SOURCE EXCERPT:
Bleeding My Own Blood's weekly recap will take the form of a more-or-less Joyce-like spilling of my mind into your compy's screen. Enjoy.
There’s a lot that has happened over the week and I want to try to touch on all of it. At least all of it that has interested me. I’m going to start with the hockey playoffs, which have shaped up in dramatic fashion with some wild hijinks over the weekend. The Bruins, for instance, scored three shorthanded goals in a minute four. That has never happened. Of course I was walking to the bar when it took place and missed seeing it live by two minutes. God. Damn. It. No matter though, The Bs hung on to win the game and set up the Me-Girl match-up in the first round of the playoffs. I’ll preview that directly.
6 Boston vs. 3 Buffalo
Boston has had a lot of trouble scoring, thanks to bad luck, injuries, and cheap shots taken throughout the season (and letting Phil Kessel go), but Tuuka Rask has been playing great and they seem to be hungry heading into the postseason. The main problem is that Buffalo, last time I checked, is employing the greatest American Hockey Hero since Jim Craig. The hope is that he is worn down and goes back to his mediocre playoff ways, but the Boston offense is one that can make even bad goalies look great. I guess as long as we can put some guys in the penalty box and employ our blistering man-down attack we have a chance. Or not. I’d like to come out on Boston’s side on this one but against Miller I just don’t know where the goals are going to come from, and Boston, no matter how good their net minder is, has had a long brutal history of running into a goalie who stands on his head and carries a team deep into the playoffs, not having one. I think it’s Buffaslugs in 6.

DATA EXTRACT:
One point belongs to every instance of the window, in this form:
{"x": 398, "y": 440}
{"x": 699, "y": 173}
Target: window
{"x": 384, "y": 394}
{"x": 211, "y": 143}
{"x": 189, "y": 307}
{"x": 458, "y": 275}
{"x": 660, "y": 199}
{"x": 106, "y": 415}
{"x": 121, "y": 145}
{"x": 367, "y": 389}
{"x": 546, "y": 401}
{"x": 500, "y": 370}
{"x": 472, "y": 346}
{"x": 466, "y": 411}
...
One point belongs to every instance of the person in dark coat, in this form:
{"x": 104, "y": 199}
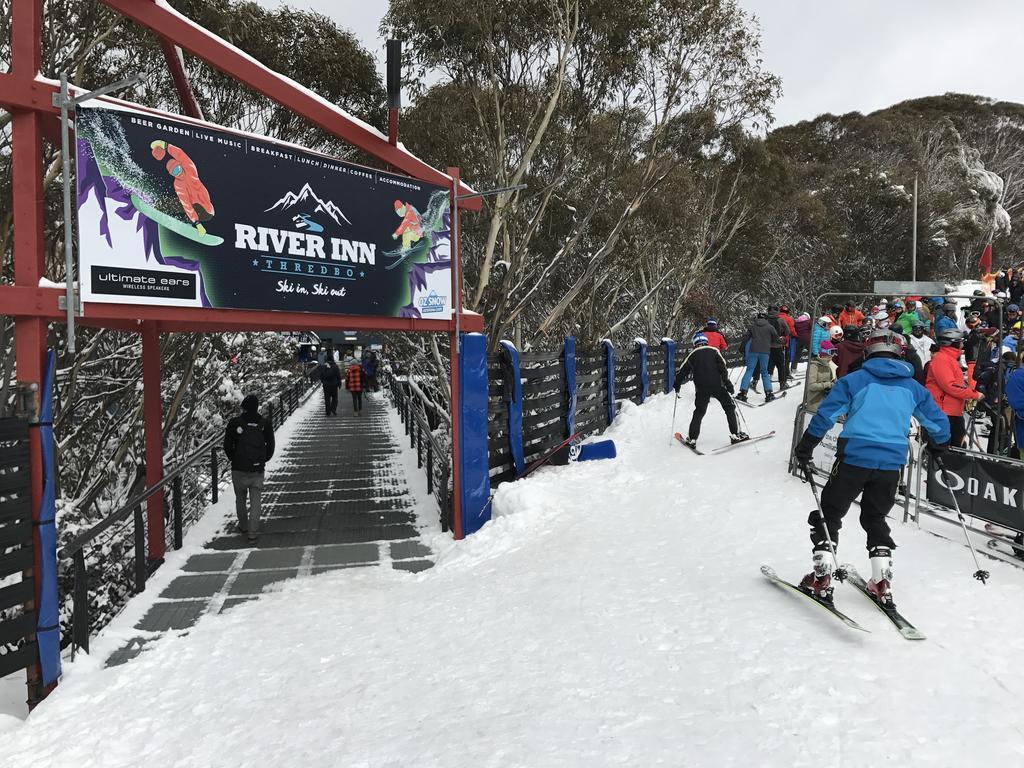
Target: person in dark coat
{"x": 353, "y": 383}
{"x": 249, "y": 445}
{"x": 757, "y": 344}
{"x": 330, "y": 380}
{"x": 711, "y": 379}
==
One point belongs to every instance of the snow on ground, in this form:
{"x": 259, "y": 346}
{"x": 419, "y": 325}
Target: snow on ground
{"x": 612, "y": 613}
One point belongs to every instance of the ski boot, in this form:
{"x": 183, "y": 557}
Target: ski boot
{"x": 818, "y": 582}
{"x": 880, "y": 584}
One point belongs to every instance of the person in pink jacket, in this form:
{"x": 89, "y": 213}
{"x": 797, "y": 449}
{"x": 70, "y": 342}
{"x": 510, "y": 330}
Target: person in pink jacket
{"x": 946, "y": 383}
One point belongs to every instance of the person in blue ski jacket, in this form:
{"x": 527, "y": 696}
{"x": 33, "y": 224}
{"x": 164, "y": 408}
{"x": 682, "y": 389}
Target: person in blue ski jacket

PROBLEM TO SOLVE: Reproduce the hockey recap from "There’s a lot" to "preview that directly.", swapping "bar" for "pub". None of the entries are needed for this.

WRITTEN SOLUTION:
There’s a lot that has happened over the week and I want to try to touch on all of it. At least all of it that has interested me. I’m going to start with the hockey playoffs, which have shaped up in dramatic fashion with some wild hijinks over the weekend. The Bruins, for instance, scored three shorthanded goals in a minute four. That has never happened. Of course I was walking to the pub when it took place and missed seeing it live by two minutes. God. Damn. It. No matter though, The Bs hung on to win the game and set up the Me-Girl match-up in the first round of the playoffs. I’ll preview that directly.